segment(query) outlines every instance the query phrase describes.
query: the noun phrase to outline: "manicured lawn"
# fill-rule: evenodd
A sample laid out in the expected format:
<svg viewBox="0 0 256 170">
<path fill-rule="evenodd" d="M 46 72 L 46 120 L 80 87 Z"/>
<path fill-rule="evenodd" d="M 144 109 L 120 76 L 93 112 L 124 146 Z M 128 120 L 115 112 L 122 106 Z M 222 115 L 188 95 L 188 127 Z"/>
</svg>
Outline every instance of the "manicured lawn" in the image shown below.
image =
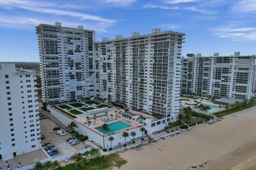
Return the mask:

AIM |
Without the pictures, return all the records precisely as they stand.

TASK ANSWER |
segment(query) outlines every instance the query phrase describes.
query: the noun phrase to outline: "manicured lawn"
# fill-rule: evenodd
A sample laid out in the expected format:
<svg viewBox="0 0 256 170">
<path fill-rule="evenodd" d="M 46 72 L 46 120 L 80 87 Z"/>
<path fill-rule="evenodd" d="M 144 109 L 120 76 L 93 112 L 124 146 Z M 128 120 L 115 112 L 122 106 Z M 222 115 L 188 95 L 188 127 Z"/>
</svg>
Outline every instance of the "manicured lawn" in the image shown below.
image =
Return the mask:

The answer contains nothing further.